• [Texto fornecido]

Lentes da Universidade de Coimbra. c. 1898
Os professores da Universidade usam túnicas negras e mantilhas cujas cores variam conforme a faculdade. A cabeça está coberta com um barrete de professor de forma especial e da mesma cor da mantilha.
Far-vos-ei a descrição destes trajes universitários numa outra carta, quando vos falar da própria cidade de Coimbra e de uma solenidade singular da qual não há nenhuma ideia no resto da Europa, quero dizer, da cerimónia de um doutoramento. São solenidades legadas à Universidade pela Idade Média e extremamente curiosas. Tive verdadeiramente sorte de chegar a Coimbra no dia em que a faculdade se enriqueceu com mais um doutor.
Voltemos à viagem real,
As carruagens do Rei, enviadas de Lisboa, esperavam em Coimbra. O vasto pátio da estação estava cheio. Era um oceano de cabeças.
À entrada do comboio na estação, as mesmas cerimónias que em Santarém.
[Uma receção solene estava preparada … Uma deputação liderada pelo governador civil (o governador civil é o perfeito) e os membros da Câmara esperava … Em Portugal, nas receções, o antigo costume do beija-mão foi conservado. Toda a gente, os mais altos funcionários do Estado, os generais, oficiais, magistrados, beijou a mão do Rei, da Rainha e dos Príncipes.

(Registos armazenados)

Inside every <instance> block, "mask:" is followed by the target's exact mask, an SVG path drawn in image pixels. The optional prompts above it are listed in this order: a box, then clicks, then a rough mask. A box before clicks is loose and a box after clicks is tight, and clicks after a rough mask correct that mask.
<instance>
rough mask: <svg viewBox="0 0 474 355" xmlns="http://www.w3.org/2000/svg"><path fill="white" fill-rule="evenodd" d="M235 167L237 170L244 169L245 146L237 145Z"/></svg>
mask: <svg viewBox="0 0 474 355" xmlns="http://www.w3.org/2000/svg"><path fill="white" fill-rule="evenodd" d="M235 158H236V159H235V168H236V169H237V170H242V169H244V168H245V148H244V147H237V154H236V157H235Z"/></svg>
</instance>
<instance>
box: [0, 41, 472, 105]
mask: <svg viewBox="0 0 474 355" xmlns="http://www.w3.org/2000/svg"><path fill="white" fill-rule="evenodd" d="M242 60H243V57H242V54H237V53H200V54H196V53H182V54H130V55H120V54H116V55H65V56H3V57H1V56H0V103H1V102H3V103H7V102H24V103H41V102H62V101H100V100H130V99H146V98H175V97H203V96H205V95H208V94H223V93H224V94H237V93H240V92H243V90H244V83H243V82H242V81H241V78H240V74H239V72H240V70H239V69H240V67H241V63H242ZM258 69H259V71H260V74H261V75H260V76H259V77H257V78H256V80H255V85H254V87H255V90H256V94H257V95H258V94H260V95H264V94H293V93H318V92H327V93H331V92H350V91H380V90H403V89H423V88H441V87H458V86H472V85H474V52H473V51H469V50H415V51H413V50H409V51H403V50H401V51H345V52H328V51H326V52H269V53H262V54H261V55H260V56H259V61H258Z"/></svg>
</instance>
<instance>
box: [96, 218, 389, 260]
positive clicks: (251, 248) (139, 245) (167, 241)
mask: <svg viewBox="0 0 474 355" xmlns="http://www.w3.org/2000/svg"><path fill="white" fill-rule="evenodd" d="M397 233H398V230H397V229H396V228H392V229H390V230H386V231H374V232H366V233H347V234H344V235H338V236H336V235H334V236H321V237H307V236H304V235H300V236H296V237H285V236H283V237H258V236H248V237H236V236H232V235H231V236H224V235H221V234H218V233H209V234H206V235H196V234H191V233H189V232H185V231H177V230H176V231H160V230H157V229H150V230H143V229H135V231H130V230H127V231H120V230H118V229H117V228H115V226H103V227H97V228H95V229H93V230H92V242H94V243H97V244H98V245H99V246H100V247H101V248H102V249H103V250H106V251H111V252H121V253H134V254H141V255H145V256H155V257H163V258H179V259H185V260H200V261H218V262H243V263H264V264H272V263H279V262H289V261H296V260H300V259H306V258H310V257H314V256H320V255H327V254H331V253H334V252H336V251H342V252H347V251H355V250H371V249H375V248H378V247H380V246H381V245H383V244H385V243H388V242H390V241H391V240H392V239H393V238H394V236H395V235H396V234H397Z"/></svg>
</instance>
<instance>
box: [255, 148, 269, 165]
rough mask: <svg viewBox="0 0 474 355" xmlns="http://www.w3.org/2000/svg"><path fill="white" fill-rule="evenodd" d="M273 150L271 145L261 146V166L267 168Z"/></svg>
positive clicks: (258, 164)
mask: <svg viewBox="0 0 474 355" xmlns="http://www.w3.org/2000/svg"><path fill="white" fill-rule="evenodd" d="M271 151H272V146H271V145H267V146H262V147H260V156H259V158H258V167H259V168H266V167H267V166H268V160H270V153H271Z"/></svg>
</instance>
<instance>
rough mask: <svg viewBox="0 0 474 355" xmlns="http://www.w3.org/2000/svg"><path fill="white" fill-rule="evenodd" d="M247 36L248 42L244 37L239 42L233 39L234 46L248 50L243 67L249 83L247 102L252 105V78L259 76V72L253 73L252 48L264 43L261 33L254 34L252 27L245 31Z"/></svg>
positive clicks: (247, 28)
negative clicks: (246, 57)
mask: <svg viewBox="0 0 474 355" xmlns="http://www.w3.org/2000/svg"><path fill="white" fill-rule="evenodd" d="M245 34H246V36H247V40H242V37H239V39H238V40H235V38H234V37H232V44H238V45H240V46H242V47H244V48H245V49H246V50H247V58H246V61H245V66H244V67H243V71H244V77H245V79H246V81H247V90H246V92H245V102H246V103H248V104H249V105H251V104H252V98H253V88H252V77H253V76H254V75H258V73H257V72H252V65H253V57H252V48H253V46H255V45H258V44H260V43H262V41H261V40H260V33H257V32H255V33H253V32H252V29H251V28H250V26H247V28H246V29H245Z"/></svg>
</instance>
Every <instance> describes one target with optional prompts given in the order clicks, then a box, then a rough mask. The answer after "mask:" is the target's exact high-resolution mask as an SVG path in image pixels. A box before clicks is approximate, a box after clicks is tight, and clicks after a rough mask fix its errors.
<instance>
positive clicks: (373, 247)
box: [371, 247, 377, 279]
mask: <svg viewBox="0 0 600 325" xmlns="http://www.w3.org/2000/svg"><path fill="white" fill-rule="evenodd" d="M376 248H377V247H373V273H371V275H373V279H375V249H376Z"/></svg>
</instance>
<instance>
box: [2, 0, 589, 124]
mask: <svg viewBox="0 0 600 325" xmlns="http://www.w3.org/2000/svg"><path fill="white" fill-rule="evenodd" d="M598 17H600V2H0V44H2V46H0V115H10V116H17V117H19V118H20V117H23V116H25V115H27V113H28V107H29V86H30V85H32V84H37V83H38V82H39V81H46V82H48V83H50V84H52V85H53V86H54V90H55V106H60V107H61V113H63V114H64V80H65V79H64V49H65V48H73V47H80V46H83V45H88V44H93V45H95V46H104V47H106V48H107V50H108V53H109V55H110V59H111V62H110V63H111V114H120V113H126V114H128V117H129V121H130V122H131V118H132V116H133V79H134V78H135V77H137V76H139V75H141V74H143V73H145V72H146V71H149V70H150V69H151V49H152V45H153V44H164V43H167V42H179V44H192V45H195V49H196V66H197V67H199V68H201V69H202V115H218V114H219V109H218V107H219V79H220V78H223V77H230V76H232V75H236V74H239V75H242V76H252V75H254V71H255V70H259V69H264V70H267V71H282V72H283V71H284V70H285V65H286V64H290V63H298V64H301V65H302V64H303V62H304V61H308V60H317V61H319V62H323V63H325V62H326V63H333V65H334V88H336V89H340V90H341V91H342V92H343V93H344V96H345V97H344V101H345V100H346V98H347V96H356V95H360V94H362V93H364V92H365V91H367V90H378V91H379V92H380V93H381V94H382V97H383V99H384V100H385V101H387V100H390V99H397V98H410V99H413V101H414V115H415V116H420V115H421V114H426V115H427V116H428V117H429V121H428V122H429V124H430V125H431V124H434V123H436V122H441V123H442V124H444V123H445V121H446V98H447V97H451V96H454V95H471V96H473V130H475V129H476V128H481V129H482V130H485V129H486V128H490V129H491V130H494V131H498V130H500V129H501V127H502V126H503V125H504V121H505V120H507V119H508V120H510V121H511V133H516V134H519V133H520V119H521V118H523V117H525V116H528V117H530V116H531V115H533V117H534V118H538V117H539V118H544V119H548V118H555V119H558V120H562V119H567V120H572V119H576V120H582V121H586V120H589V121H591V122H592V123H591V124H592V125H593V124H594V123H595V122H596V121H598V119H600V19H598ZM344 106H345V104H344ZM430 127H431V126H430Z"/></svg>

• [Exercícios]
**1.** Resuma o texto fornecido em duas frases.
**2.** Nos registos, troque "rough mask" por "coarse mask" desde o início até à linha que contém "167L237 170L244 169L245", inclusive. Apresente só essas linhas, com tudo o resto inalterado.

• [Resultados esperados]
**1.** Os professores da Universidade de Coimbra usam túnicas negras, mantilhas cujas cores variam conforme a faculdade e um barrete especial da mesma cor da mantilha. Na viagem real, as carruagens do Rei esperavam em Coimbra, o pátio da estação estava cheio e, na receção, toda a gente beijou a mão do Rei, da Rainha e dos Príncipes.

**2.**
Inside every <instance> block, "mask:" is followed by the target's exact mask, an SVG path drawn in image pixels. The optional prompts above it are listed in this order: a box, then clicks, then a coarse mask. A box before clicks is loose and a box after clicks is tight, and clicks after a coarse mask correct that mask.
<instance>
coarse mask: <svg viewBox="0 0 474 355" xmlns="http://www.w3.org/2000/svg"><path fill="white" fill-rule="evenodd" d="M235 167L237 170L244 169L245 146L237 145Z"/></svg>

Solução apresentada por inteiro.